Problem: Count the lines below that contain the word "helicopter", and reply with the number only.

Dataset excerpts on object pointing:

--------

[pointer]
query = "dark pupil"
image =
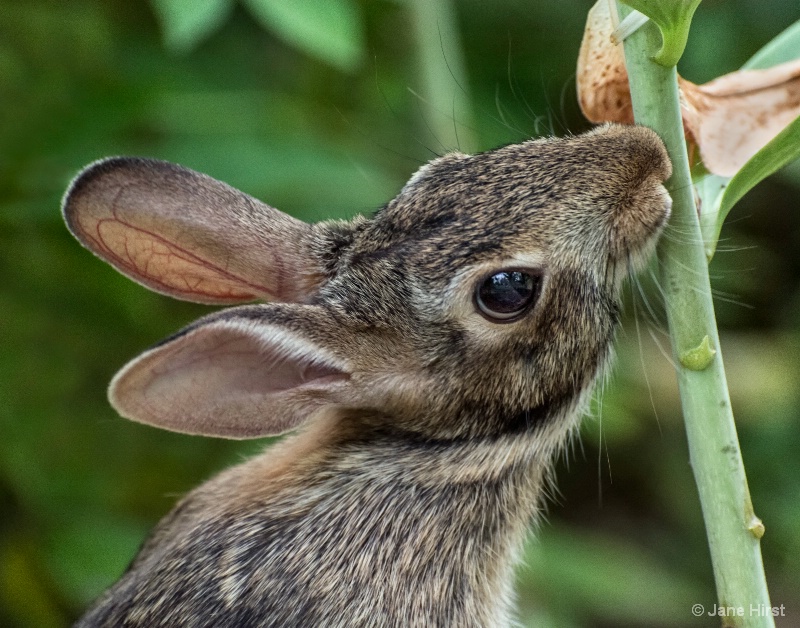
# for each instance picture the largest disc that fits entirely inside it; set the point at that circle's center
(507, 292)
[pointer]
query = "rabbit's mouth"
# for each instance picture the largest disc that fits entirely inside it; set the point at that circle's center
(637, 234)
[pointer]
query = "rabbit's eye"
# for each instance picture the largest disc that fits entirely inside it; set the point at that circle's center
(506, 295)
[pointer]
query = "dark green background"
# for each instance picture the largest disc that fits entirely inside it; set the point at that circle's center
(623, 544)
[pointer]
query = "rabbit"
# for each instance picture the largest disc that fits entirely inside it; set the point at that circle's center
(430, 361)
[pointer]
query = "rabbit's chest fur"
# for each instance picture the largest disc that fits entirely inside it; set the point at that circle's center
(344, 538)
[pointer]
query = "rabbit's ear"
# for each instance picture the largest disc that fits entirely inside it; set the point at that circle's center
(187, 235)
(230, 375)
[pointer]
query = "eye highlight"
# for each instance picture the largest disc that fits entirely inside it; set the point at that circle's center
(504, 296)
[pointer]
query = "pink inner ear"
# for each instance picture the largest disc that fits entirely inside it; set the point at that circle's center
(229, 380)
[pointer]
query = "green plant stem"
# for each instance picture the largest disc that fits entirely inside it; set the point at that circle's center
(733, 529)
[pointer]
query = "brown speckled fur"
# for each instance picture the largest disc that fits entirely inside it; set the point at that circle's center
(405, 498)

--------

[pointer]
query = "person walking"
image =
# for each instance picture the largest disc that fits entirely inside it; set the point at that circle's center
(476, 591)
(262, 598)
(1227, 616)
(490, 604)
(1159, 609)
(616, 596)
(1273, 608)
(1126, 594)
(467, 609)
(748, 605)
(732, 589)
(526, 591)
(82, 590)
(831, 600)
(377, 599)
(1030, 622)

--------

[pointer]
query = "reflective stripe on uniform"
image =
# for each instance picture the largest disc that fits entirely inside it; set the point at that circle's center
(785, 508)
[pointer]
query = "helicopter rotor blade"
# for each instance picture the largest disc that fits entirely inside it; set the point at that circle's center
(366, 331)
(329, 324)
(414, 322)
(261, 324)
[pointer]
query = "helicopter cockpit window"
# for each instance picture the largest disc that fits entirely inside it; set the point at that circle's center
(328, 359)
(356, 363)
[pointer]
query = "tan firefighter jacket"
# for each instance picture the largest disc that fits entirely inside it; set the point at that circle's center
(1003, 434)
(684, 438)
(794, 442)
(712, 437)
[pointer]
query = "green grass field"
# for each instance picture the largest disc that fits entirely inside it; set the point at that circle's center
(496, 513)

--------

Answer to this problem: 2